Given request A:
Please copy the passage from the school safety tips word for word, starting with "School Safety: Tips" and going on through "red lockdown drill.".
Given request B:
Answer these questions from the school safety tips:
(i) Which three parties make up the partnership for school safety?
(ii) What do the letters of the acronym PAL stand for?
(iii) During a code red, what should a student in the hallway find?
Given request C:
Summarize the school safety tips in two sentences.

Selected text:
School Safety: Tips for Communicating with Students

School safety is a 3-way partnership between schools, law enforcement, and families and communities. We each have a vital role to play. The following school safety procedures are examples of topics of conversation to have with your children: why visitors sign in the front office to enter school property, why certain doors remain locked during the school day, the importance of all students and staff personnel wearing badges, and the significance of our new dismissal procedures. The strategies and resources below are intended to assist parents/guardians and educators in communicating with their children/students about the code red lockdown drill.

Here are some suggestions for addressing code red drills or lockdowns with school-aged child:

  1. Communicate Openly: It is important to talk about the school’s code red procedures with your child and provide an opportunity for him or her to discuss their feelings, thoughts and questions.
  2. Stay Calm: During this open conversation, it is important to recognize that no matter the age of the student, we as adults are the models for how to react to undesired or stressful situations. If an adult demonstrates a calm approach to the discussion of code red drills or lockdowns, students will not have reason for alarm. Adults remaining calm is a proactive approach to avoiding unnecessary fear for children and teens.
  3. Reassure Safety: Remind students that the school is a safe place with many trusted adults. It is important to emphasize that students should listen to who is in authority (i.e. teacher, specials teacher, principal, or whoever is in charge of their class at that time). You can teach them the acronym PAL (P-pause, A- Adult and L-Listen) as a way to help them remember what to do in case of a code red/lockdown. Remind students that in a cod red they can pause and take a deep breath. Then, they should find a trusting adult. If they are in a classroom they should find their teacher, if they are in the hallway they need to find the nearest room/classroom. And last, they need to remember to listen to the adult in the room. The adult will let you know what actions to take as well as when it’s all clear. Express that in this time, these actions of pausing, finding a trusting adult, and listening is keeping them safe (idea adapted from Dr. J. S. Prager, 2013).

Stored records:
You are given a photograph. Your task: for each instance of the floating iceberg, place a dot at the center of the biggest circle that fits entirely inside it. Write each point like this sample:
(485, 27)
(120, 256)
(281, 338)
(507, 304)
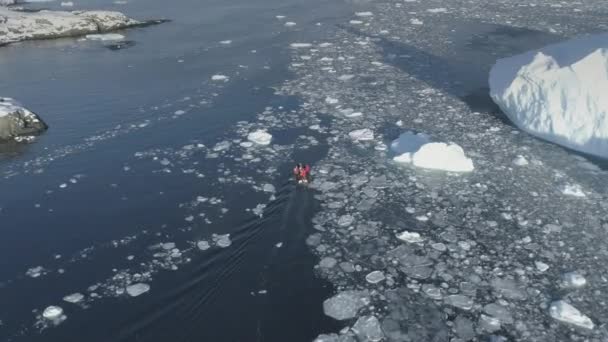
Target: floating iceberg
(260, 137)
(438, 156)
(364, 134)
(558, 93)
(137, 289)
(567, 313)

Exercise output A:
School Safety: Tips for Communicating with Students

School safety is a 3-way partnership between schools, law enforcement, and families and communities. We each have a vital role to play. The following school safety procedures are examples of topics of conversation to have with your children: why visitors sign in the front office to enter school property, why certain doors remain locked during the school day, the importance of all students and staff personnel wearing badges, and the significance of our new dismissal procedures. The strategies and resources below are intended to assist parents/guardians and educators in communicating with their children/students about the code red lockdown drill.

Exercise output B:
(i) Schools, law enforcement, and families and communities.
(ii) P stands for Pause, A for Adult, and L for Listen.
(iii) The nearest room or classroom.

Exercise output C:
Described as a partnership between schools, law enforcement, and families and communities, school safety is supported by strategies to help parents, guardians and educators talk with children about code red lockdown drills. The suggestions are to communicate openly, stay calm as adults who model reactions, and reassure students that school is safe, teaching them the acronym PAL (pause, find an adult, listen) for what to do in a lockdown.